* Exercise set
[1] In the call transcript, reproduce the passage from "Thanks, Tony. We" to "next several quarters?", substituting "field representatives" for "sales reps".
[2] Using the call transcript, list every number the executive offers as an estimate of how many virtual VIP sessions the company has held so far.

* Reading passage

□ □ □ □ □ □ □

Thanks, Tony. We have just a couple of minutes left before the hard stop at 25 after. One question that's come up several times is given the unprecedented nature of COVID and the accessibility of your sales reps to the hospital, how are you training surgeons? And do you think that's going to be a continued impediment as we even move beyond COVID into the next several quarters?

Antony Koblish

executive
#4

Well, our products have been designed to fit very closely with existing procedures. So there's not a very deep high level of training required. There's a little bit here and there. So we've switched to this virtual model, like I said, even 12 months before the COVID crisis. We started our KOL presentations via webinar rather than state dinners locally. We still do those on occasion, but it allowed us to go from 1 KOL webinar a month to maybe 3 a week. So we feel very, very, very good that we're able to continue those presentations on a peer-to-peer basis. One thing that's been very good in this is the virtual VIP, where we get our leadership team together, and we do 1 hour to 1.5 hours with surgeons virtually, and that's worked exceptionally well. We've done probably close to 40, 45 of those, might even be 50 at this point. Some days, we're doing 3 a day, 4 a day. So those have been very productive. They're driven by our reps, which means where we have reps is where we have access into the hospitals. And where we're cultivating relationships through this virtual VIP program, we're already starting to see the results and benefits of that. As we see areas reopen, we're seeing those surgeons that have come through our programs start to use the product already. So like I said, I feel very good about our virtual program. There's not a ton of training required. There's a little bit, but we're going to come out of this very strong. We're actually starting to shift to the supply chain. Supply chain disappeared a little bit through the heart of the crisis as they were redeployed into other activities, but they're starting to come back now as well, which means that we're starting to do these virtual programs with supply chain executives. So I think we're going to continue this no matter what. With COVID, without COVID, I think it's a strong communication tool.

□ □ □ □ □ □ □

* Input data
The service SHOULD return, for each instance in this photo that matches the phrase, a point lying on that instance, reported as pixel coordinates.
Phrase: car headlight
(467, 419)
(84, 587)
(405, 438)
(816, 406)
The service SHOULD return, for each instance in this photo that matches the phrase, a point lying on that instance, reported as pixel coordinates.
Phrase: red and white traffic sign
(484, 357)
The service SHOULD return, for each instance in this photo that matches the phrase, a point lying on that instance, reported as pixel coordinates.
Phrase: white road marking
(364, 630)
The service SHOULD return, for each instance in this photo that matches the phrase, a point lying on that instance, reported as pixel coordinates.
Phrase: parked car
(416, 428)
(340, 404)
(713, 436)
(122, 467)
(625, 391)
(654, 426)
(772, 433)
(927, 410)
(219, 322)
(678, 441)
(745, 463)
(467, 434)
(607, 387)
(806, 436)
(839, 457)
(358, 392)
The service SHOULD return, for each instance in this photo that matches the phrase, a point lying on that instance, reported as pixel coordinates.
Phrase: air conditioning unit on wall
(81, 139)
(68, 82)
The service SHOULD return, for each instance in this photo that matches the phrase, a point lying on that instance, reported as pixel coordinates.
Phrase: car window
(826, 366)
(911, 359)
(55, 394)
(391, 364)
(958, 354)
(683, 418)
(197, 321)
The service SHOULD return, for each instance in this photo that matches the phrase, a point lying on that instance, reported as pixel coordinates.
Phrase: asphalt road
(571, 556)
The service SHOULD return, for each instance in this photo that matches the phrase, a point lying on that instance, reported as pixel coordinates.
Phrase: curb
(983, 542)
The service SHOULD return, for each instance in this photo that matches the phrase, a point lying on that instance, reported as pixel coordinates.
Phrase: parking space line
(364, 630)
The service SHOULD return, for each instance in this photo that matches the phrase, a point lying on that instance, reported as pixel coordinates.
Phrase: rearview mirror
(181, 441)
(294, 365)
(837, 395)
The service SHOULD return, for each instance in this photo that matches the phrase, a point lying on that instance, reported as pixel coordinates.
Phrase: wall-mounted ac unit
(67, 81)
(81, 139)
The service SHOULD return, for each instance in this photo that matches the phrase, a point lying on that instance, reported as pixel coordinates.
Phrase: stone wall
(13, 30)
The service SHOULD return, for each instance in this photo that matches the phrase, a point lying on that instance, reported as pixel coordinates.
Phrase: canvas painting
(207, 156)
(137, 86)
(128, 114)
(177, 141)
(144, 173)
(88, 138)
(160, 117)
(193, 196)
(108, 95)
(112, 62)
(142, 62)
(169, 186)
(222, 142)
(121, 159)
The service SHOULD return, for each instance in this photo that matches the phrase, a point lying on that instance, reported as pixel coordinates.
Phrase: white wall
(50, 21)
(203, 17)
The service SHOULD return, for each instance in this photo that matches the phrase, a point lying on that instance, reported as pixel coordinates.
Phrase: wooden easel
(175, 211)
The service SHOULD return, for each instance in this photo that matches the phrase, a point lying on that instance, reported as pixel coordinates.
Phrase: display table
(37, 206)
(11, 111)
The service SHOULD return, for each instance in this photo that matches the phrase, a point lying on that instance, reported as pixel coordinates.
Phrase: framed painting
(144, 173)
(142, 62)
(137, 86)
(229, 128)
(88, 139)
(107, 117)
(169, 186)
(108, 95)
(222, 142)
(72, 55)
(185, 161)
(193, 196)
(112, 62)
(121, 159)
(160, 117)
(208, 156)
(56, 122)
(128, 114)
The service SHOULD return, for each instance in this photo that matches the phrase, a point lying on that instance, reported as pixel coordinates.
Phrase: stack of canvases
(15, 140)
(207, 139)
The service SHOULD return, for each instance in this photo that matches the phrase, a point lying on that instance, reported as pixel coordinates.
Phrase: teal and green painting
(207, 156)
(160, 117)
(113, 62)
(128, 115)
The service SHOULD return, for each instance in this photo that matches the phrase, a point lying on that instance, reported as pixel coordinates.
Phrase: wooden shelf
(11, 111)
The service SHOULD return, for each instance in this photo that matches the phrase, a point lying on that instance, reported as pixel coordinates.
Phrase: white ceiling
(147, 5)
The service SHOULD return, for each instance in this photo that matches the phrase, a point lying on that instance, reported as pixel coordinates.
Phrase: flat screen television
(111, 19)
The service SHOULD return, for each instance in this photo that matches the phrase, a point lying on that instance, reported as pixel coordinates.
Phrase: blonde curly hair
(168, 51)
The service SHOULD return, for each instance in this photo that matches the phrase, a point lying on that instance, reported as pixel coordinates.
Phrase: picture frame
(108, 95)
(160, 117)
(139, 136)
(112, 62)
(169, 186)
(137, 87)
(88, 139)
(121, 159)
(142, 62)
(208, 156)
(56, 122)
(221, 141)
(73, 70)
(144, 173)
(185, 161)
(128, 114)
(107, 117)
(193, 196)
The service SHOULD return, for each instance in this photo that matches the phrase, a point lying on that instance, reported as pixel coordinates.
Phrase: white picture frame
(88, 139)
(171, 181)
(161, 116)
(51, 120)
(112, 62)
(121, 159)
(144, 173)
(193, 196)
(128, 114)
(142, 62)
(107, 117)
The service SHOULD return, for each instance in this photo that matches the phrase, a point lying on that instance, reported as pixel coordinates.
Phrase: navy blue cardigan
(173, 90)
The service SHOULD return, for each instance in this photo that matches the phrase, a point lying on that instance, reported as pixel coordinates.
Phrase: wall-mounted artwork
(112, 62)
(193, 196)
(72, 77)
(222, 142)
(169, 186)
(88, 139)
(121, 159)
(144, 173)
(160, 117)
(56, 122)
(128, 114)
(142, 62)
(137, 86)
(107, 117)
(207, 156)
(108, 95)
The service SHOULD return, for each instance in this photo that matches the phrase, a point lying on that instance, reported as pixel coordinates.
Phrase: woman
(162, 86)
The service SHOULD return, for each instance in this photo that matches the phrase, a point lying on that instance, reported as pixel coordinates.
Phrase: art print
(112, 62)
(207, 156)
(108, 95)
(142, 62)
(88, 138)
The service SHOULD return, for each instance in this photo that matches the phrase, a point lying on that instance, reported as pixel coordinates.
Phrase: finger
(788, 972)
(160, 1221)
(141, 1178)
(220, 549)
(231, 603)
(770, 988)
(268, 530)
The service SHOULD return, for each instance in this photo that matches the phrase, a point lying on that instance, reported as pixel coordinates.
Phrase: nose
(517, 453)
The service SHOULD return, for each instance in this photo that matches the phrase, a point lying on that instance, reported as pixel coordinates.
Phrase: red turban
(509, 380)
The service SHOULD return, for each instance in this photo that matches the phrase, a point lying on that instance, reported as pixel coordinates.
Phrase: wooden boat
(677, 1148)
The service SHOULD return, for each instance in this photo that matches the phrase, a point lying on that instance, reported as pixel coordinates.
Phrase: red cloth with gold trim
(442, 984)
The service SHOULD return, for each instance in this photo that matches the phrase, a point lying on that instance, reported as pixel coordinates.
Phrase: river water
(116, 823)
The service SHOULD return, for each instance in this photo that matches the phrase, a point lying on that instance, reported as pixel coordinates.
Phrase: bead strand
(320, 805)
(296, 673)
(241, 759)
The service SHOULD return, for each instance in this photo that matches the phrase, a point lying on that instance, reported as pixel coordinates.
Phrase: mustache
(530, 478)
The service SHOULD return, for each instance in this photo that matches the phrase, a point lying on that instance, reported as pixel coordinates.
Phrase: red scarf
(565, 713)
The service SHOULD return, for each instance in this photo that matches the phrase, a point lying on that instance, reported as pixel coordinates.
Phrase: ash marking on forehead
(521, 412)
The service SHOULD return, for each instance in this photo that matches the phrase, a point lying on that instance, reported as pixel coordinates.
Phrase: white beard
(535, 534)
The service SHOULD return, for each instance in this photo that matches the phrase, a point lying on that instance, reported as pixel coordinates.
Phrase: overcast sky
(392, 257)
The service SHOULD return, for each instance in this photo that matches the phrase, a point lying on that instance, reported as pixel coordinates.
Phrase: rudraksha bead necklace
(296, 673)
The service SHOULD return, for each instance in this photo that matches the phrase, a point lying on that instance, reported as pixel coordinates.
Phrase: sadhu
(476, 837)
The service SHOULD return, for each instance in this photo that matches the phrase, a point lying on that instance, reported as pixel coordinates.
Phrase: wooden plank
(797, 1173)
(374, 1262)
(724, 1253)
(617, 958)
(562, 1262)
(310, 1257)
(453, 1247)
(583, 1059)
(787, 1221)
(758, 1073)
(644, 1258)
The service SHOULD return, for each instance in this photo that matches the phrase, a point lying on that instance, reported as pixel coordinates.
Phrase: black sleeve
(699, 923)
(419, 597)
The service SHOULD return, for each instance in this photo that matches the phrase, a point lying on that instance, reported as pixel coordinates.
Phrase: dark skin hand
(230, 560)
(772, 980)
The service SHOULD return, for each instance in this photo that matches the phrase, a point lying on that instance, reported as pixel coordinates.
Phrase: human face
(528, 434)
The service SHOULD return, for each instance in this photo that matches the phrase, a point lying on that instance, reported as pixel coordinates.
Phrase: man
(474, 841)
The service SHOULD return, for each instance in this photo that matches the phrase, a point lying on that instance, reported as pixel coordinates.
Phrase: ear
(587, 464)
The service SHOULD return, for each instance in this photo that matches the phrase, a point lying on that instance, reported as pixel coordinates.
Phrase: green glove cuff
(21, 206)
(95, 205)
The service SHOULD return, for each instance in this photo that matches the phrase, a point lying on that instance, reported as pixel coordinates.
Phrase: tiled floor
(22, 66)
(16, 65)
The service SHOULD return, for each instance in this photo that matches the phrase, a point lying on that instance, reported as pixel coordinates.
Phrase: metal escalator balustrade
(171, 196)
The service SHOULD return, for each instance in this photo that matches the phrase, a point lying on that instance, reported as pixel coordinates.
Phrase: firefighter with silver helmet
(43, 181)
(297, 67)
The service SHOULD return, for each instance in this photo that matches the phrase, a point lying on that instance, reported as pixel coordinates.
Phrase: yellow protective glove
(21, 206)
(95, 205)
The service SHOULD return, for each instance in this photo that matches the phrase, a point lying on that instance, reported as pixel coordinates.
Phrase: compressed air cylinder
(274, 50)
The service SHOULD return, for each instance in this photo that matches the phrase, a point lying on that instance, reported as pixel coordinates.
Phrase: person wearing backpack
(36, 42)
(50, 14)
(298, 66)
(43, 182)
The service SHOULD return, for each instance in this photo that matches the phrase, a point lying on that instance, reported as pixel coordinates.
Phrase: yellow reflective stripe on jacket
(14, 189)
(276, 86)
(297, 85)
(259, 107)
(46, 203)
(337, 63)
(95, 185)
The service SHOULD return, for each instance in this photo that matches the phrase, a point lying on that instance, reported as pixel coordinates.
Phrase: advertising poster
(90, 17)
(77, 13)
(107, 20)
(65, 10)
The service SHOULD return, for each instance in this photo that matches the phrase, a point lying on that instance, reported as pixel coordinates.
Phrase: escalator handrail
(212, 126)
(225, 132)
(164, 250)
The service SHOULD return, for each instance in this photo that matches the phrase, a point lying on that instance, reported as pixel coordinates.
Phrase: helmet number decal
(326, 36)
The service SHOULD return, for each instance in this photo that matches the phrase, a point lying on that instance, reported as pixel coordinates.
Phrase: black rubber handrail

□ □ □ □ □ □ □

* Answers by task
[1]
Thanks, Tony. We have just a couple of minutes left before the hard stop at 25 after. One question that's come up several times is given the unprecedented nature of COVID and the accessibility of your field representatives to the hospital, how are you training surgeons? And do you think that's going to be a continued impediment as we even move beyond COVID into the next several quarters?

[2] 40, 45, 50